- Source data -
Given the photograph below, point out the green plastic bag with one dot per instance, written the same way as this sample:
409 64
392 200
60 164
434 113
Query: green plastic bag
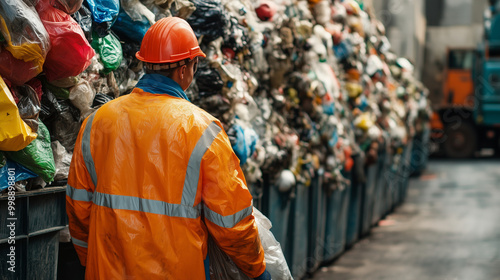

- Activity -
Hand back the data exactly as it appears, with all pictures cut.

- Response to the exercise -
Given the photograph below, point out the green plastic bag with one dot per instance, written the same way as this sample:
409 64
392 200
60 164
434 113
Query: green plastic bag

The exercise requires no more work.